→ EXERCISE BRIEF
Copy out, from the data, each line containing the string "short".

→ DATA TO EXAMINE
Segment Open
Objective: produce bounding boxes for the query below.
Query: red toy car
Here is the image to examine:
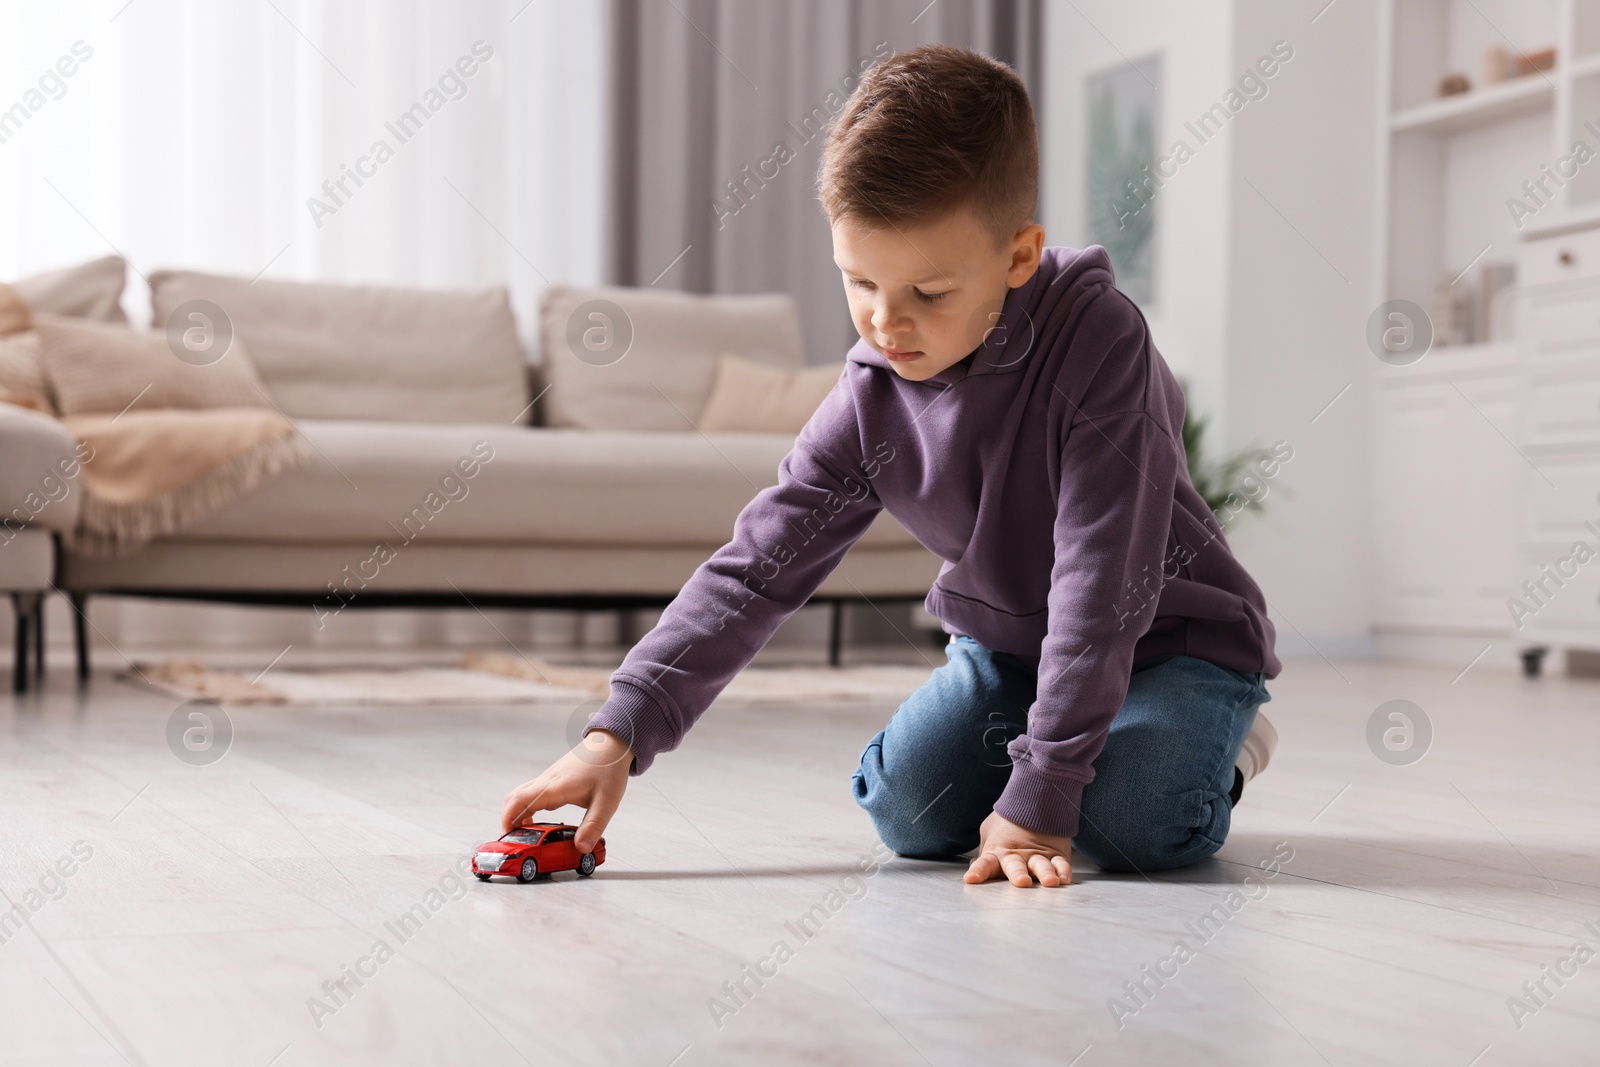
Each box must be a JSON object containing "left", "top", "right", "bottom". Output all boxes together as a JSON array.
[{"left": 472, "top": 823, "right": 605, "bottom": 883}]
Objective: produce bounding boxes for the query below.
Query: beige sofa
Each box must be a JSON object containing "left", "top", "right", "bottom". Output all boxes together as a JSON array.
[
  {"left": 41, "top": 262, "right": 942, "bottom": 680},
  {"left": 1, "top": 257, "right": 116, "bottom": 690}
]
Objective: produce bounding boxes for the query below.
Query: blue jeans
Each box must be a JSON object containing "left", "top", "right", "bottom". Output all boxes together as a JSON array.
[{"left": 852, "top": 635, "right": 1272, "bottom": 872}]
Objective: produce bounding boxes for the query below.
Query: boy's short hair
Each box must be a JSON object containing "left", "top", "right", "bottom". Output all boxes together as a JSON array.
[{"left": 818, "top": 44, "right": 1038, "bottom": 248}]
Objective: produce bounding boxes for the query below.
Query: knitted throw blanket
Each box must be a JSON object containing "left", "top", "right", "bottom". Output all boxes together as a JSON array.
[{"left": 61, "top": 408, "right": 312, "bottom": 556}]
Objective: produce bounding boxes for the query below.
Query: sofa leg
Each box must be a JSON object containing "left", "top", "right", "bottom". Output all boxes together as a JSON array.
[
  {"left": 827, "top": 600, "right": 843, "bottom": 668},
  {"left": 11, "top": 591, "right": 31, "bottom": 694},
  {"left": 33, "top": 598, "right": 45, "bottom": 681},
  {"left": 70, "top": 591, "right": 90, "bottom": 685},
  {"left": 13, "top": 591, "right": 44, "bottom": 694},
  {"left": 33, "top": 594, "right": 45, "bottom": 683}
]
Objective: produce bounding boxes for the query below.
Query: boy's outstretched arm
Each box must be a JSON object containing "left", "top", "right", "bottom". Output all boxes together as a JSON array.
[
  {"left": 497, "top": 370, "right": 885, "bottom": 853},
  {"left": 501, "top": 728, "right": 634, "bottom": 854}
]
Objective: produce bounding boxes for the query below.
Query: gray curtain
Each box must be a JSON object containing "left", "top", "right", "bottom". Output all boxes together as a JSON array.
[{"left": 605, "top": 0, "right": 1045, "bottom": 365}]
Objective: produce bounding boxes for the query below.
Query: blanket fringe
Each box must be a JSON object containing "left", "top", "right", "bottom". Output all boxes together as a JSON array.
[{"left": 68, "top": 430, "right": 316, "bottom": 557}]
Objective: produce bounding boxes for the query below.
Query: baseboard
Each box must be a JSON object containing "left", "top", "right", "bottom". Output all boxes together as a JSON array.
[
  {"left": 1371, "top": 629, "right": 1521, "bottom": 671},
  {"left": 1273, "top": 630, "right": 1377, "bottom": 662}
]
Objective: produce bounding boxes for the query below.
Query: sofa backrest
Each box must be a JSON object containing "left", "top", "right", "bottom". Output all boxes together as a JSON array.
[
  {"left": 148, "top": 270, "right": 527, "bottom": 424},
  {"left": 538, "top": 284, "right": 803, "bottom": 431}
]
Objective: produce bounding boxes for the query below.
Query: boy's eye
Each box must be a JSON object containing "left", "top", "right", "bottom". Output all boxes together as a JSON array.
[{"left": 845, "top": 277, "right": 948, "bottom": 303}]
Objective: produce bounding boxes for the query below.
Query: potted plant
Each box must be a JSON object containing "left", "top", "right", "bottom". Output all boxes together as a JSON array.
[{"left": 1177, "top": 376, "right": 1290, "bottom": 521}]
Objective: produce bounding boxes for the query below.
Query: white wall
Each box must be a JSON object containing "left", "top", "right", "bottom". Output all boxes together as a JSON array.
[
  {"left": 1042, "top": 0, "right": 1384, "bottom": 661},
  {"left": 1223, "top": 0, "right": 1382, "bottom": 660}
]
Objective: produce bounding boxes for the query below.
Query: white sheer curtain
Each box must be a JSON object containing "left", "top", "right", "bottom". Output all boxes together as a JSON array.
[
  {"left": 0, "top": 0, "right": 608, "bottom": 340},
  {"left": 1, "top": 0, "right": 611, "bottom": 658}
]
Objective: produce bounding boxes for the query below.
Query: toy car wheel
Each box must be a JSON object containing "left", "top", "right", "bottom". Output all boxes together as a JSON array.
[
  {"left": 517, "top": 857, "right": 539, "bottom": 883},
  {"left": 578, "top": 853, "right": 597, "bottom": 877},
  {"left": 475, "top": 872, "right": 490, "bottom": 881}
]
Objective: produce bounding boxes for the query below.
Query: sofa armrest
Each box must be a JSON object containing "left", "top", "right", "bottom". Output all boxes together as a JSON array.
[{"left": 0, "top": 403, "right": 82, "bottom": 533}]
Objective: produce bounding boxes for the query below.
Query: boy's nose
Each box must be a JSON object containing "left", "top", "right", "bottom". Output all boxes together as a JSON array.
[{"left": 871, "top": 304, "right": 908, "bottom": 333}]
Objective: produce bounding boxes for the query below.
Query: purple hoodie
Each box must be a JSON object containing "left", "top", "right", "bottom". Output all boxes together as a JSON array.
[{"left": 584, "top": 245, "right": 1282, "bottom": 838}]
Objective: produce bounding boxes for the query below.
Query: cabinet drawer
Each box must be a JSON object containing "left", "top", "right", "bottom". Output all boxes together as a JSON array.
[
  {"left": 1523, "top": 455, "right": 1600, "bottom": 543},
  {"left": 1527, "top": 293, "right": 1600, "bottom": 350},
  {"left": 1525, "top": 368, "right": 1600, "bottom": 447},
  {"left": 1518, "top": 545, "right": 1600, "bottom": 634},
  {"left": 1521, "top": 227, "right": 1600, "bottom": 289}
]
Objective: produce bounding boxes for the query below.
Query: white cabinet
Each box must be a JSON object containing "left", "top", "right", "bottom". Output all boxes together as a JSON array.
[
  {"left": 1373, "top": 357, "right": 1522, "bottom": 636},
  {"left": 1515, "top": 225, "right": 1600, "bottom": 662}
]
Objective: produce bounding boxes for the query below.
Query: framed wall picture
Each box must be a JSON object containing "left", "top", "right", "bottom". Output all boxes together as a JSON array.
[{"left": 1086, "top": 53, "right": 1162, "bottom": 308}]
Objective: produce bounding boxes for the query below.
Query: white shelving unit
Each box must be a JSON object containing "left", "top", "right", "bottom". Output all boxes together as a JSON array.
[
  {"left": 1370, "top": 0, "right": 1600, "bottom": 671},
  {"left": 1388, "top": 74, "right": 1552, "bottom": 135}
]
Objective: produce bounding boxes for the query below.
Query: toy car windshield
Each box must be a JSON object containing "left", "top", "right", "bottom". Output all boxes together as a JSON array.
[{"left": 502, "top": 830, "right": 544, "bottom": 844}]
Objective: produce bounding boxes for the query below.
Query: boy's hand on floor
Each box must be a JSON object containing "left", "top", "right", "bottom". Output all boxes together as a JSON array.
[
  {"left": 500, "top": 728, "right": 634, "bottom": 854},
  {"left": 964, "top": 810, "right": 1074, "bottom": 887}
]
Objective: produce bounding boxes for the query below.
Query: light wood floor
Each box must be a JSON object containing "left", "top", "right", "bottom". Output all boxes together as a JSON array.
[{"left": 2, "top": 651, "right": 1597, "bottom": 1066}]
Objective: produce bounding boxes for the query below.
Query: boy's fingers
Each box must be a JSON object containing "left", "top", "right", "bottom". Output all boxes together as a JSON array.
[
  {"left": 501, "top": 780, "right": 556, "bottom": 832},
  {"left": 998, "top": 851, "right": 1033, "bottom": 887},
  {"left": 575, "top": 786, "right": 621, "bottom": 853},
  {"left": 1027, "top": 853, "right": 1059, "bottom": 886},
  {"left": 963, "top": 852, "right": 1000, "bottom": 884},
  {"left": 965, "top": 846, "right": 1073, "bottom": 888}
]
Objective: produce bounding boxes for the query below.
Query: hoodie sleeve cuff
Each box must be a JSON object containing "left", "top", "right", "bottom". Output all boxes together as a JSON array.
[
  {"left": 581, "top": 679, "right": 676, "bottom": 775},
  {"left": 992, "top": 760, "right": 1092, "bottom": 839}
]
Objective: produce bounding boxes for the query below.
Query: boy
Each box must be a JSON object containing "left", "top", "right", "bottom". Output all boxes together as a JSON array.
[{"left": 502, "top": 45, "right": 1280, "bottom": 888}]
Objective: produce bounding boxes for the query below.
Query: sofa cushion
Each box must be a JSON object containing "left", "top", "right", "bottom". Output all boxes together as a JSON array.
[
  {"left": 34, "top": 315, "right": 273, "bottom": 416},
  {"left": 11, "top": 255, "right": 127, "bottom": 323},
  {"left": 0, "top": 282, "right": 30, "bottom": 335},
  {"left": 538, "top": 285, "right": 804, "bottom": 431},
  {"left": 0, "top": 331, "right": 52, "bottom": 413},
  {"left": 696, "top": 353, "right": 845, "bottom": 433},
  {"left": 148, "top": 270, "right": 528, "bottom": 424},
  {"left": 175, "top": 420, "right": 919, "bottom": 549}
]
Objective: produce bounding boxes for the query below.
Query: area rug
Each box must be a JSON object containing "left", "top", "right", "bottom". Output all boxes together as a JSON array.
[{"left": 125, "top": 652, "right": 938, "bottom": 708}]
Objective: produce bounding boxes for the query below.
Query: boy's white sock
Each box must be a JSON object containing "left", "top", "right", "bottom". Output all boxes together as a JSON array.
[{"left": 1231, "top": 711, "right": 1277, "bottom": 803}]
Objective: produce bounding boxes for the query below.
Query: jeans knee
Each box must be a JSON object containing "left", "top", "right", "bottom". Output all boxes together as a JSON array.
[
  {"left": 853, "top": 739, "right": 976, "bottom": 859},
  {"left": 1075, "top": 825, "right": 1220, "bottom": 873},
  {"left": 1073, "top": 789, "right": 1230, "bottom": 873},
  {"left": 866, "top": 802, "right": 975, "bottom": 859}
]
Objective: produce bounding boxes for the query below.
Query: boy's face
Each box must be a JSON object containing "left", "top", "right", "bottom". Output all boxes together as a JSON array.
[{"left": 831, "top": 205, "right": 1044, "bottom": 382}]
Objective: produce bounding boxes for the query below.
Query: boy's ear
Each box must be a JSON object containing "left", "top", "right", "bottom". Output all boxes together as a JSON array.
[{"left": 1006, "top": 223, "right": 1045, "bottom": 287}]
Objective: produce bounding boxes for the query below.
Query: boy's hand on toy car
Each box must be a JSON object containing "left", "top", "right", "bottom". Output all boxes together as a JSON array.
[
  {"left": 501, "top": 728, "right": 633, "bottom": 854},
  {"left": 963, "top": 810, "right": 1074, "bottom": 887}
]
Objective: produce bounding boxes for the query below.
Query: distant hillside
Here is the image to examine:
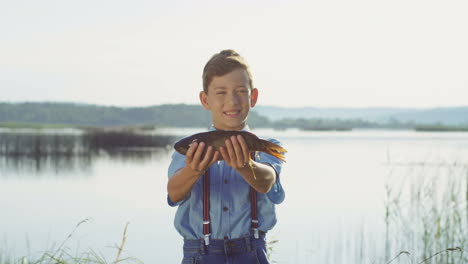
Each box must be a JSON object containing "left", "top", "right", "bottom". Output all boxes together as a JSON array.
[
  {"left": 0, "top": 102, "right": 270, "bottom": 128},
  {"left": 390, "top": 107, "right": 468, "bottom": 125},
  {"left": 1, "top": 102, "right": 467, "bottom": 129},
  {"left": 253, "top": 105, "right": 468, "bottom": 125}
]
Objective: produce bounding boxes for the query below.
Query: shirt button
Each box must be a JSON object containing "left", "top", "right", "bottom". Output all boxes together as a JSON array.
[
  {"left": 224, "top": 179, "right": 228, "bottom": 184},
  {"left": 223, "top": 206, "right": 228, "bottom": 211}
]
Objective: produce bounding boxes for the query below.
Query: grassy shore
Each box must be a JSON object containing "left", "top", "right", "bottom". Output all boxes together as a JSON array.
[
  {"left": 0, "top": 221, "right": 143, "bottom": 264},
  {"left": 0, "top": 122, "right": 161, "bottom": 131},
  {"left": 0, "top": 122, "right": 78, "bottom": 129},
  {"left": 415, "top": 124, "right": 468, "bottom": 132}
]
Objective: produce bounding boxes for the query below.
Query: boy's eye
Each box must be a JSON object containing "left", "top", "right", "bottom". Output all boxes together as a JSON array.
[{"left": 216, "top": 92, "right": 226, "bottom": 95}]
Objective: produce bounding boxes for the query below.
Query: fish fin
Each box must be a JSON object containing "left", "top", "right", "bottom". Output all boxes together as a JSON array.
[
  {"left": 248, "top": 159, "right": 257, "bottom": 180},
  {"left": 259, "top": 139, "right": 287, "bottom": 162}
]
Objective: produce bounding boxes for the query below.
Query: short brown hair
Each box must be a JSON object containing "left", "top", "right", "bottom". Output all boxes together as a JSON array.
[{"left": 202, "top": 49, "right": 253, "bottom": 93}]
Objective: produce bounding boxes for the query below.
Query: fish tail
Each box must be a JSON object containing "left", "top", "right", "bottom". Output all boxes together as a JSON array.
[{"left": 258, "top": 139, "right": 287, "bottom": 162}]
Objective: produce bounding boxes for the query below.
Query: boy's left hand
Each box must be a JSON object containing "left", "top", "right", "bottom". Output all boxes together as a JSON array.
[{"left": 219, "top": 135, "right": 251, "bottom": 171}]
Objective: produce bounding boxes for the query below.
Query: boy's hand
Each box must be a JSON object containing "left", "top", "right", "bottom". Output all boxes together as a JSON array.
[
  {"left": 220, "top": 135, "right": 251, "bottom": 171},
  {"left": 185, "top": 142, "right": 219, "bottom": 176}
]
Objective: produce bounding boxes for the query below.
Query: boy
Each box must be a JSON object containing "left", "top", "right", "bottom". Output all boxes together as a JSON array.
[{"left": 167, "top": 49, "right": 285, "bottom": 264}]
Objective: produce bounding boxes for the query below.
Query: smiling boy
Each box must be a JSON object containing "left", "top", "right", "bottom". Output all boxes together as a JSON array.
[{"left": 167, "top": 50, "right": 285, "bottom": 264}]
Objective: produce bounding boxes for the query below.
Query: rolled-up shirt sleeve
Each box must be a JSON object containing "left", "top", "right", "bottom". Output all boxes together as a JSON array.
[
  {"left": 256, "top": 138, "right": 286, "bottom": 204},
  {"left": 167, "top": 151, "right": 188, "bottom": 207}
]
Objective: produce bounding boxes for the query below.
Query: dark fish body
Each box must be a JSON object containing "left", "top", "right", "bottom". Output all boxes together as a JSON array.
[{"left": 174, "top": 130, "right": 286, "bottom": 162}]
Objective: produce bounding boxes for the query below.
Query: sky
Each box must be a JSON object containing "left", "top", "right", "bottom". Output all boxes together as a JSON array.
[{"left": 1, "top": 0, "right": 467, "bottom": 108}]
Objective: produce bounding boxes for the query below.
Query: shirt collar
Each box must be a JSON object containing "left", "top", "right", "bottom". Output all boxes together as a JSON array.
[{"left": 208, "top": 124, "right": 251, "bottom": 132}]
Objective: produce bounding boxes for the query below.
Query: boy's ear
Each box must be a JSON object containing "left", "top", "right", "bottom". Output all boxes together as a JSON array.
[
  {"left": 199, "top": 91, "right": 211, "bottom": 110},
  {"left": 250, "top": 88, "right": 259, "bottom": 108}
]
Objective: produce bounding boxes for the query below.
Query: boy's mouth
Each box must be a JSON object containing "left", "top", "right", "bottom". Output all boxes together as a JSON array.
[{"left": 223, "top": 110, "right": 241, "bottom": 117}]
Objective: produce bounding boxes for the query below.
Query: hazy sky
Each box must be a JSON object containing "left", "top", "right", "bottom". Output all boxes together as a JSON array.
[{"left": 1, "top": 0, "right": 467, "bottom": 108}]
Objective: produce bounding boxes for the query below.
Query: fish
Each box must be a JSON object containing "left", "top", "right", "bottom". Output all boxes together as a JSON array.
[
  {"left": 174, "top": 130, "right": 286, "bottom": 161},
  {"left": 174, "top": 130, "right": 287, "bottom": 179}
]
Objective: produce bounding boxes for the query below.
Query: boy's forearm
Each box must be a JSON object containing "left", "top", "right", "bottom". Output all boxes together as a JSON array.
[
  {"left": 237, "top": 161, "right": 276, "bottom": 193},
  {"left": 167, "top": 166, "right": 203, "bottom": 203},
  {"left": 168, "top": 159, "right": 276, "bottom": 202}
]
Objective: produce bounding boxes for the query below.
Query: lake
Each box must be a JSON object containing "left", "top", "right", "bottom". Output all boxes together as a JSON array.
[{"left": 1, "top": 128, "right": 467, "bottom": 263}]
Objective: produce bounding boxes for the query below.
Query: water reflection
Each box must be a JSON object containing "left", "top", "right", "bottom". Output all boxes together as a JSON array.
[
  {"left": 0, "top": 153, "right": 93, "bottom": 178},
  {"left": 0, "top": 130, "right": 176, "bottom": 177},
  {"left": 0, "top": 132, "right": 85, "bottom": 155}
]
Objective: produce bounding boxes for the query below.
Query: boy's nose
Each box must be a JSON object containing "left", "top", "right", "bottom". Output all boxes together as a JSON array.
[{"left": 226, "top": 93, "right": 240, "bottom": 105}]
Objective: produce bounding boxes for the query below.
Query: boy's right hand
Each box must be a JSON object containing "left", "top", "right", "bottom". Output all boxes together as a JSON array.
[{"left": 185, "top": 142, "right": 219, "bottom": 176}]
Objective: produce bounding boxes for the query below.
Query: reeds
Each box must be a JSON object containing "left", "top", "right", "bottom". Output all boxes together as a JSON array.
[
  {"left": 383, "top": 159, "right": 468, "bottom": 263},
  {"left": 0, "top": 130, "right": 176, "bottom": 156},
  {"left": 0, "top": 132, "right": 82, "bottom": 156},
  {"left": 0, "top": 130, "right": 176, "bottom": 176},
  {"left": 84, "top": 130, "right": 175, "bottom": 150},
  {"left": 0, "top": 220, "right": 142, "bottom": 264}
]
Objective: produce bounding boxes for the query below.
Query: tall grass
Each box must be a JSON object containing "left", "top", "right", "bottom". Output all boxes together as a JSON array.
[
  {"left": 384, "top": 160, "right": 468, "bottom": 263},
  {"left": 272, "top": 157, "right": 468, "bottom": 264},
  {"left": 0, "top": 220, "right": 142, "bottom": 264}
]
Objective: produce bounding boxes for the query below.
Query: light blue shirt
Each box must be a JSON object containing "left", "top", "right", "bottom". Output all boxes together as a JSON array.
[{"left": 167, "top": 126, "right": 285, "bottom": 240}]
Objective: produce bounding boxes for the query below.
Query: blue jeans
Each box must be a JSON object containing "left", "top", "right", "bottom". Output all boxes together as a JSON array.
[{"left": 181, "top": 233, "right": 270, "bottom": 264}]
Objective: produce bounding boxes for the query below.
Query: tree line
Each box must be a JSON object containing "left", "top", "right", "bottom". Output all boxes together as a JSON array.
[
  {"left": 0, "top": 102, "right": 462, "bottom": 130},
  {"left": 0, "top": 102, "right": 269, "bottom": 128}
]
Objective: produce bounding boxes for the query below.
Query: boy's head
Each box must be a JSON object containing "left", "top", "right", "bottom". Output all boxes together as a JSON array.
[
  {"left": 202, "top": 49, "right": 254, "bottom": 94},
  {"left": 200, "top": 49, "right": 258, "bottom": 131}
]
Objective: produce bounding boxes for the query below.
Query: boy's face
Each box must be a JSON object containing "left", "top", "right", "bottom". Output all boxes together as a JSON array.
[{"left": 200, "top": 69, "right": 258, "bottom": 131}]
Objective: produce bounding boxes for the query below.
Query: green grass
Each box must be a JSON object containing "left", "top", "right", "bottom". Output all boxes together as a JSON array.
[
  {"left": 415, "top": 125, "right": 468, "bottom": 132},
  {"left": 382, "top": 160, "right": 468, "bottom": 263},
  {"left": 0, "top": 122, "right": 166, "bottom": 131},
  {"left": 0, "top": 221, "right": 142, "bottom": 264},
  {"left": 0, "top": 122, "right": 78, "bottom": 129}
]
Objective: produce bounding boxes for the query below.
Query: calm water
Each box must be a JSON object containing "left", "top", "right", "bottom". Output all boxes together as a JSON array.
[{"left": 1, "top": 128, "right": 467, "bottom": 263}]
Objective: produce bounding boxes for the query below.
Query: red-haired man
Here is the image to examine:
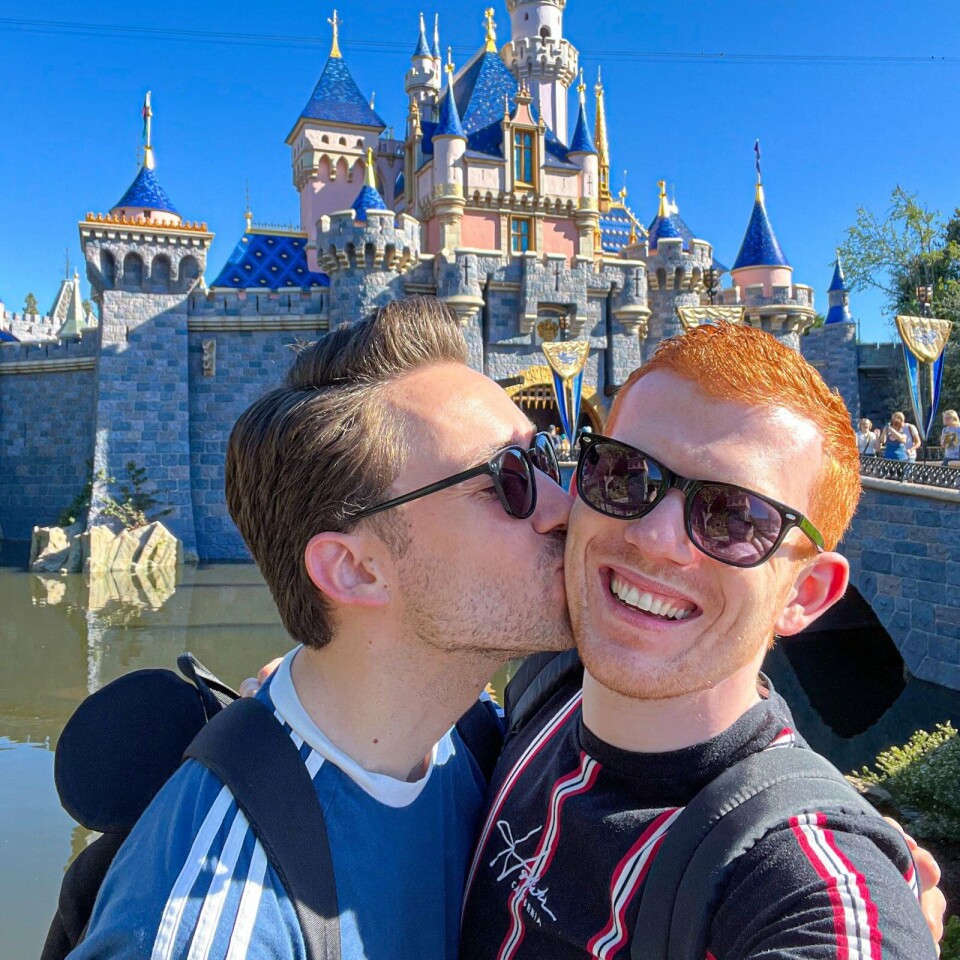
Segment Closed
→ EXERCISE RESULT
Query: boy's short hair
Query: short brown hair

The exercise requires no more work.